Exercise requirements
Please write out exactly the lines of the data below from the line holding "Target: bowl of olives" through the line holding "point(198, 72)", and leave out the rest.
══ Data extracts ══
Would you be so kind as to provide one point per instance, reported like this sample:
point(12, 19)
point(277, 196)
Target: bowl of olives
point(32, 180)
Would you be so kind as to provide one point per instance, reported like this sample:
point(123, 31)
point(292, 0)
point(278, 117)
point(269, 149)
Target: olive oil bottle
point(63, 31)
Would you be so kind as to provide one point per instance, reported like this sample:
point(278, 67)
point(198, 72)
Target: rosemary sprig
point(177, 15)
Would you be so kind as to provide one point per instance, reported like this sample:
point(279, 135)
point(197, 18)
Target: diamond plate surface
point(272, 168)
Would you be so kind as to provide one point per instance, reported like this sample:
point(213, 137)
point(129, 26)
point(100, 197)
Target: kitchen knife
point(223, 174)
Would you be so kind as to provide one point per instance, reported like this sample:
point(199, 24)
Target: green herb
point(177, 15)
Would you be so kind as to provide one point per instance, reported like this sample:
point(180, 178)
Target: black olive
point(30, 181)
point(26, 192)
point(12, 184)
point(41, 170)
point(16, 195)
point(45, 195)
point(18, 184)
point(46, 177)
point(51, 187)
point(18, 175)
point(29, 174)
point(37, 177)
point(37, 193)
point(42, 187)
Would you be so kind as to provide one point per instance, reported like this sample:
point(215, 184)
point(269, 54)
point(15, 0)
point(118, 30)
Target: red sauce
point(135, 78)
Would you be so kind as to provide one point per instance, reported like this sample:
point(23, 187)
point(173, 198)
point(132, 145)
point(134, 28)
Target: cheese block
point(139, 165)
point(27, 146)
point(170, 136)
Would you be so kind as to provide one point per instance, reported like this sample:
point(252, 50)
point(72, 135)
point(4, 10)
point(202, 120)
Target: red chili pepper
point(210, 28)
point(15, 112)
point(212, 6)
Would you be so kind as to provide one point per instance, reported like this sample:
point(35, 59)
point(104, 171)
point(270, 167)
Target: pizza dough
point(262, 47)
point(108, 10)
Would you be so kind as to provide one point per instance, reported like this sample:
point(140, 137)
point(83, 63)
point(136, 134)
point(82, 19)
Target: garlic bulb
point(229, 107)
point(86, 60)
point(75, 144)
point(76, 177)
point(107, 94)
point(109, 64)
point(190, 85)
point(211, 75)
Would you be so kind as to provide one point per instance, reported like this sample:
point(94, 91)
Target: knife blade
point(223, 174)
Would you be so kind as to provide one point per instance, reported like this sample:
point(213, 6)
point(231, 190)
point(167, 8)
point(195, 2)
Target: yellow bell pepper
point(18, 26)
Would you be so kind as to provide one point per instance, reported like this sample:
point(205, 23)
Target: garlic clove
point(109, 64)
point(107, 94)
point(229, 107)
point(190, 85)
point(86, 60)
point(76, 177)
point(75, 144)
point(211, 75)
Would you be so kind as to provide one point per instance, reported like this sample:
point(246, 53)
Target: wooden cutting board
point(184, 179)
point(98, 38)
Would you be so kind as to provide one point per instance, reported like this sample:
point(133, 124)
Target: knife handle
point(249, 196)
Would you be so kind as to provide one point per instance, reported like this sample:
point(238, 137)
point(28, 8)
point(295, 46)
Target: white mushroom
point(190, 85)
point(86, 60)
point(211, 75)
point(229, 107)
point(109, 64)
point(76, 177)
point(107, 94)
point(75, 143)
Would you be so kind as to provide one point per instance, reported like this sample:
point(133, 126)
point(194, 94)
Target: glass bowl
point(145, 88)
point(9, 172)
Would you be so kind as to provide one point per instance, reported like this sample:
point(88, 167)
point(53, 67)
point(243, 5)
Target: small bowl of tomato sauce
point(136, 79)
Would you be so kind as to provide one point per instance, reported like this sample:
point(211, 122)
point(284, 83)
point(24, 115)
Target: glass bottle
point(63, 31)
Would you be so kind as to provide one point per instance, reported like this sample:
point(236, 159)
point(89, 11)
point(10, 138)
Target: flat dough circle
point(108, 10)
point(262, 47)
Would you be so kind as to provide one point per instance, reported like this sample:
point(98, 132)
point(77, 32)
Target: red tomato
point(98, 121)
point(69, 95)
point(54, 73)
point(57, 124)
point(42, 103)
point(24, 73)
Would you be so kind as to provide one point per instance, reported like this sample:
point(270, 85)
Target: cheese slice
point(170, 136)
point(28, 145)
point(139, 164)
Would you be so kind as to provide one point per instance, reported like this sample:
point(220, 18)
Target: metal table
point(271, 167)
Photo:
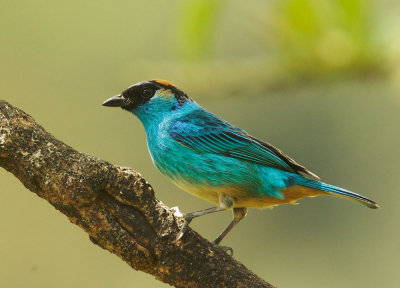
═══
Response area
Target: bowl of olives
point(32, 180)
Would you be so kind as to provide one point per instance, reported like this sample:
point(123, 31)
point(292, 0)
point(278, 117)
point(269, 149)
Target: olive oil bottle
point(63, 31)
Would you be so kind as to provide one point per instance, reported like this sample:
point(278, 67)
point(198, 72)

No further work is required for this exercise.